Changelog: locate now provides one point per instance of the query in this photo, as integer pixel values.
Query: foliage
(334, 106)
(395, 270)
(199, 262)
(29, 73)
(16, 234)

**WHAT IS NEEDED:** An exact copy of all the entries above is what is needed.

**ANSWER BELOW:**
Changelog: locate now provides one point per instance of the query in this photo, as integer pixel values.
Query: foliage
(334, 106)
(395, 270)
(199, 262)
(29, 73)
(16, 234)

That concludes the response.